Data records:
══════════════════════════════
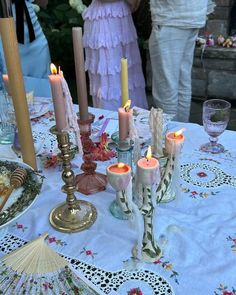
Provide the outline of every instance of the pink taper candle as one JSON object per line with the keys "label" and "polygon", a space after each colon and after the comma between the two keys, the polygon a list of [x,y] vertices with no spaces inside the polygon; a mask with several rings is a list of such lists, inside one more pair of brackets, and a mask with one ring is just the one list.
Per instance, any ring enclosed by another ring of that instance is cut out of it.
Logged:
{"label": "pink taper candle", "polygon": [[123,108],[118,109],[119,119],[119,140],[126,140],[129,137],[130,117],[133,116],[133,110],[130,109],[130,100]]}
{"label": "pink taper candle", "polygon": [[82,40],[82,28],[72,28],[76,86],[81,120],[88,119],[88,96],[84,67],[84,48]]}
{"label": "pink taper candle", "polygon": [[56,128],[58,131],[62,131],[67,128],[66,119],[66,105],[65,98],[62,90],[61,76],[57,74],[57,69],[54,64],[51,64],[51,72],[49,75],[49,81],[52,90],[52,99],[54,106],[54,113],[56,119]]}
══════════════════════════════
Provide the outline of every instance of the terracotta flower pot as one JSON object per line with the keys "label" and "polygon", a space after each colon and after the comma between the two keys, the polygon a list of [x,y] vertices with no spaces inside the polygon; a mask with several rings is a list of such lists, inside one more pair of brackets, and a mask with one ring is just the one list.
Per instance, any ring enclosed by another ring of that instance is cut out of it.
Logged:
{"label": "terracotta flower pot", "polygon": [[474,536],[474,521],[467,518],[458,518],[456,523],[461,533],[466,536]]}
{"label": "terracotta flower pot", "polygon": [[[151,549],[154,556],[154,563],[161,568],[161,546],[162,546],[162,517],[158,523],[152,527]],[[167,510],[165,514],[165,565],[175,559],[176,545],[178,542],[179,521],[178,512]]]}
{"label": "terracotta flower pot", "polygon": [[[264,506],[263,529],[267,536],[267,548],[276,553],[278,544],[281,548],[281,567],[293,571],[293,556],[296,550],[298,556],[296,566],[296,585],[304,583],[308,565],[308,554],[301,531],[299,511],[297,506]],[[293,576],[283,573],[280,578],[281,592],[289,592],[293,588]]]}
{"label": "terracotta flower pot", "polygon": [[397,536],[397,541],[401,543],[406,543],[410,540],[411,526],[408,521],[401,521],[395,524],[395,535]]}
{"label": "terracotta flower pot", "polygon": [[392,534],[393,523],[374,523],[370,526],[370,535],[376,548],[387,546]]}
══════════════════════════════
TASK REQUIREMENTS:
Note each line of the entries that has "such" in it, and copy those lines.

SOLUTION BELOW:
Provide the outline of every instance of the pink taper candle as one JSON object per line with the keys "label" and "polygon", a space after each colon and after the comma between the two keys, the polygon a list of [x,y] vertices with no spaces inside the polygon; a mask with several rings is a list of such lists, inside one more pair of brackets, and a mask with one ring is just the one list.
Provide the outline of every instance of the terracotta flower pot as one JSON object per line with the keys "label" and "polygon", a space after each colon and after the comma between the two keys, the polygon a list of [x,y] vertices with no spaces inside the polygon; a mask with several rings is a list of such lists, inside one more pair of brackets, and a mask with one ring is just the one list.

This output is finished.